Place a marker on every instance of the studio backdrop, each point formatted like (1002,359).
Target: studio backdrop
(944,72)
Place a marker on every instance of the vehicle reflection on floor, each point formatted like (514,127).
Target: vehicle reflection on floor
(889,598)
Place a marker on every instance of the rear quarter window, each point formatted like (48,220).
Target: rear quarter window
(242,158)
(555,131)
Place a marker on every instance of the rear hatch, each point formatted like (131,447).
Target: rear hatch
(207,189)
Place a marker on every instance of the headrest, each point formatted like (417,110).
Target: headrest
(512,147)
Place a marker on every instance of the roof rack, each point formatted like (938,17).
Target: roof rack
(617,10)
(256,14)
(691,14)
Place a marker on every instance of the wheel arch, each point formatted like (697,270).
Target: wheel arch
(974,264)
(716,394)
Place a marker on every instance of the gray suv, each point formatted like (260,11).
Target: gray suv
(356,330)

*-*-*

- **WHAT THIS TASK INVOLVES**:
Nothing but the lines from the one containing "Target: vehicle reflection on floor" through the final line of the data above is to be reproduced, each exactly as written.

- **SOLUTION FOR THIS PROBLEM**:
Target: vehicle reflection on floor
(889,598)
Place a marker on every instance of the rear quarter window, each point formatted like (48,220).
Target: rear quarter window
(242,158)
(555,131)
Place a marker on every instance of the rear hatch, each point formatted like (131,447).
Target: rear hatch
(207,189)
Place a marker on every instance of the headrest, each point formatted like (417,110).
Target: headrest
(512,147)
Place a marker on every instance of the roof rack, each point formatted like (938,17).
Target: roof rack
(617,10)
(256,14)
(691,14)
Place a marker on every instance of the wheel arch, each point formatted like (697,270).
Target: wheel arch
(974,264)
(716,394)
Place a marker on every instance of the gray suv, each point formatted like (260,11).
Target: gray suv
(356,330)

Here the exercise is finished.